[Records drawn from a dataset]
Content starts
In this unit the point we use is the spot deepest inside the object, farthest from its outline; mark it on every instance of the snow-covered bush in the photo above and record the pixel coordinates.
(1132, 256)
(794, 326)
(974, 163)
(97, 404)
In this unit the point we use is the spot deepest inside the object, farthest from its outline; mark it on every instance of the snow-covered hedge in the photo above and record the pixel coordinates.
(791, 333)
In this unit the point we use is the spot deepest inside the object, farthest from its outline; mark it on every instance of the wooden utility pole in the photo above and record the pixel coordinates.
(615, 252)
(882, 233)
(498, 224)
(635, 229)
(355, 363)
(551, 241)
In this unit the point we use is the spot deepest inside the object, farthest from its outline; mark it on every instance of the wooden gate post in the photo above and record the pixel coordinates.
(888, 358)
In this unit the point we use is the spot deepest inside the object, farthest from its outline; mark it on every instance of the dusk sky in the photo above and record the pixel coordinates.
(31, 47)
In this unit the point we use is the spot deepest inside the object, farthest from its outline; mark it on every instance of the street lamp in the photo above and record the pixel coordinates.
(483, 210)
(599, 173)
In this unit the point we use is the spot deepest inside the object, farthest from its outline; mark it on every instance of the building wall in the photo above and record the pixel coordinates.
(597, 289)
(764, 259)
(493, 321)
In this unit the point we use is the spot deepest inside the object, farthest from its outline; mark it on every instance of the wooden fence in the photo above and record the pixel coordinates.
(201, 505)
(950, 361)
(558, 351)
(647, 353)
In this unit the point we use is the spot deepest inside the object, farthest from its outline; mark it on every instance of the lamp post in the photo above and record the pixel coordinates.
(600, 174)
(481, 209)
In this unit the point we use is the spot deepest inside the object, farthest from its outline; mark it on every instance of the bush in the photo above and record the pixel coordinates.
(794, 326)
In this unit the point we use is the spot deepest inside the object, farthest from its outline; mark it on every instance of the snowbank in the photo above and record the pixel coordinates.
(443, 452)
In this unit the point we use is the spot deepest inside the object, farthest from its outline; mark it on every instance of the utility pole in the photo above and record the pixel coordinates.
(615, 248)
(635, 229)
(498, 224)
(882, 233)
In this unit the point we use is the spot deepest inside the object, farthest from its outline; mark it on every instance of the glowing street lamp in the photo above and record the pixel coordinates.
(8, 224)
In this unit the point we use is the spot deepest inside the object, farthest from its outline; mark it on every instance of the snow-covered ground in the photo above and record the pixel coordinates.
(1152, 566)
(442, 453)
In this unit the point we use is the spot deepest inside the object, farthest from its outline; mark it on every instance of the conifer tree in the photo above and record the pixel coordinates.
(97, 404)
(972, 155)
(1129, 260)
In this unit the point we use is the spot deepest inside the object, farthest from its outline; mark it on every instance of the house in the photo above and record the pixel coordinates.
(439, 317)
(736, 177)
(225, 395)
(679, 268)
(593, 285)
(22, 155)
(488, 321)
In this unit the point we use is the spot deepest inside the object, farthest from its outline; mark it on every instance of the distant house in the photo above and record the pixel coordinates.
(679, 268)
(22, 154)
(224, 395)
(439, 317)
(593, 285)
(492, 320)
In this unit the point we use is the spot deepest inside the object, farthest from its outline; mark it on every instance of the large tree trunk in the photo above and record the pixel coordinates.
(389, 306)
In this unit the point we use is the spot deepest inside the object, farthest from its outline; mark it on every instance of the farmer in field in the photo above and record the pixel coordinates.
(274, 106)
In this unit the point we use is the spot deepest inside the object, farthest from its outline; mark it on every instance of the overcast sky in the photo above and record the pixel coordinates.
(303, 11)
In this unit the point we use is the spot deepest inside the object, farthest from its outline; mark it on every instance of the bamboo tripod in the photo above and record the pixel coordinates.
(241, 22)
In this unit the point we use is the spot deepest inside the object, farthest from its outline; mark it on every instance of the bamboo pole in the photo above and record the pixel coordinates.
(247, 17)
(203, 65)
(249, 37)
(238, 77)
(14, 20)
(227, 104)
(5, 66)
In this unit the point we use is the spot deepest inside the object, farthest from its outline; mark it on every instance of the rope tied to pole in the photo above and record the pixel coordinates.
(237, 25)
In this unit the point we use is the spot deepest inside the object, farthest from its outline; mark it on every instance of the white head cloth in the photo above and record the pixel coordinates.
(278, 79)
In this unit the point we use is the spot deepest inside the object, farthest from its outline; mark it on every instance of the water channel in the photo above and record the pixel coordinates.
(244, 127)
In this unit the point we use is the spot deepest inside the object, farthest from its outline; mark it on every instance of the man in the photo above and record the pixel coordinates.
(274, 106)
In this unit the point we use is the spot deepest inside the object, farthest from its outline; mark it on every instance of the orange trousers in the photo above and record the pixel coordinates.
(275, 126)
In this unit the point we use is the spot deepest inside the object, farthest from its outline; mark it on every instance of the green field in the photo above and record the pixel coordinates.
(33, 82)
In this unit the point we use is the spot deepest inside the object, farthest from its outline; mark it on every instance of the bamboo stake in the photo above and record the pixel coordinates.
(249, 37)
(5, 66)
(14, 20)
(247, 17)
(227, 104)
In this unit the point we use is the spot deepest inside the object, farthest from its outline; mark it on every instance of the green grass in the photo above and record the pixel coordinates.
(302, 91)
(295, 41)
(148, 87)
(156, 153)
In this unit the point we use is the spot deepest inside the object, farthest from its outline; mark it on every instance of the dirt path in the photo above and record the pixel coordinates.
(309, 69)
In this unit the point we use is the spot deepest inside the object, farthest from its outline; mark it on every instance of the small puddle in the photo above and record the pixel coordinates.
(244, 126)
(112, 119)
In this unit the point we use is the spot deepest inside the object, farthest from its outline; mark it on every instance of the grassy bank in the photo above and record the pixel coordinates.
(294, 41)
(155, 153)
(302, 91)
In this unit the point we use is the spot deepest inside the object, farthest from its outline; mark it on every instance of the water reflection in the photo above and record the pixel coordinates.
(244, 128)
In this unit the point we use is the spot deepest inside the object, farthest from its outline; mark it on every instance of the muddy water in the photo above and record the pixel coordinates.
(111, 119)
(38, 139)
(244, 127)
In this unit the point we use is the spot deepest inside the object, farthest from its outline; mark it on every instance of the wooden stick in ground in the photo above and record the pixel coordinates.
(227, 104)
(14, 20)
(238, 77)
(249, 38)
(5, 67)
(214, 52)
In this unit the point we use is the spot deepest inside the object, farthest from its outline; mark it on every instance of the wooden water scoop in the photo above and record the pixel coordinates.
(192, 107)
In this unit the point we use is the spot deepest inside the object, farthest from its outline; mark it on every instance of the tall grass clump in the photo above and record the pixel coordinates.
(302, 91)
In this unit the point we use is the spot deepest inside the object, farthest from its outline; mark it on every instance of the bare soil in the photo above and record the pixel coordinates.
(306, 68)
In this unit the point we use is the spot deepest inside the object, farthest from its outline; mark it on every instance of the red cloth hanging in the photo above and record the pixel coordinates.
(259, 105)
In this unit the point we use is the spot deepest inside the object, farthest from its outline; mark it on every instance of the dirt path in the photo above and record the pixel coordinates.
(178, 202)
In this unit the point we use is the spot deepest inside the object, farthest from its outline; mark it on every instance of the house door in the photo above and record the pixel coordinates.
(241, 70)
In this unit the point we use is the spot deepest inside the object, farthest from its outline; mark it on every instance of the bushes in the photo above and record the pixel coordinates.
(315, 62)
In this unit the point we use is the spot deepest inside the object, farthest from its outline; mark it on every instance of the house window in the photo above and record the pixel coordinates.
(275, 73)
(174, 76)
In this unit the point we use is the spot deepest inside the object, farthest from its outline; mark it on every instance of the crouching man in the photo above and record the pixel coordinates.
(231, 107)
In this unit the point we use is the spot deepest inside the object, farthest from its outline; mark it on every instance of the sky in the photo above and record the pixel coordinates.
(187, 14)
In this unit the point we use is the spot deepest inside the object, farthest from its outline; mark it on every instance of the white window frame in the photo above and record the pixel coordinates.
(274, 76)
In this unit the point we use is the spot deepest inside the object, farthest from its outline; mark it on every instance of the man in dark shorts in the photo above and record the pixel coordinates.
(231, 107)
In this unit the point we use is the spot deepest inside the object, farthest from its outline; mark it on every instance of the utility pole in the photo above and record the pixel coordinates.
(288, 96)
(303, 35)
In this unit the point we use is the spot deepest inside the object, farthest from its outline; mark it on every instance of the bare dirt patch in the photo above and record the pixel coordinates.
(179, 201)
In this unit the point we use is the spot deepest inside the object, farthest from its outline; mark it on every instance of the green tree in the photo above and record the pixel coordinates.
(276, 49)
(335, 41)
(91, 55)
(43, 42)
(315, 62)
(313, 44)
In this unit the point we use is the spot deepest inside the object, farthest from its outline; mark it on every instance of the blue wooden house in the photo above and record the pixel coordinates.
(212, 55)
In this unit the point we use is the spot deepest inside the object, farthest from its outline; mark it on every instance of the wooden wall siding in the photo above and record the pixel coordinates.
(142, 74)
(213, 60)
Content ends
What you have to do: Take the line that contains "instance of the sky" and every line after it to the end of the entries above, and reproduce them exactly.

Exercise solution:
In this unit the point we use is the spot deepest inside the object, farthest from its outline; mark it on every instance of the sky in the photo above and record the pixel coordinates.
(187, 14)
In this unit the point we use is the spot deepest inside the object, farthest from its outline; mark it on every instance of the white window frame in the photo above and record the pixel coordinates.
(274, 76)
In this unit the point we use is the spot deepest inside the object, farthest from its outline; mark it on every instance of the man in dark shorts in the photo above and record the pixel coordinates.
(231, 107)
In this unit the point we use is the spot deepest inside the object, farthest from its outline; mark it on every instance of the utility pole in the photo above and record the pixel coordinates.
(288, 96)
(303, 35)
In this unit the point we use is the spot deepest inside the object, farthest from its outline; mark it on every instance of the bare dirt patch in the photo above and record the pixel coordinates.
(179, 201)
In this unit the point we use is the spot deepest inside the object, farthest from its outline; mark it on every instance of the green tree in the photo above and record the pixel coordinates.
(276, 49)
(335, 41)
(91, 55)
(43, 42)
(315, 62)
(313, 44)
In this unit the point we use is the spot deepest inside the object, farthest from its outline; mark it on every instance of the blue wooden house in the photo above and record the pixel coordinates.
(212, 55)
In this unit the point we use is the spot deepest inside the object, farthest from its outline; mark it on every instance of the wooden wall siding in the photo above and record the pixel coordinates.
(142, 74)
(213, 60)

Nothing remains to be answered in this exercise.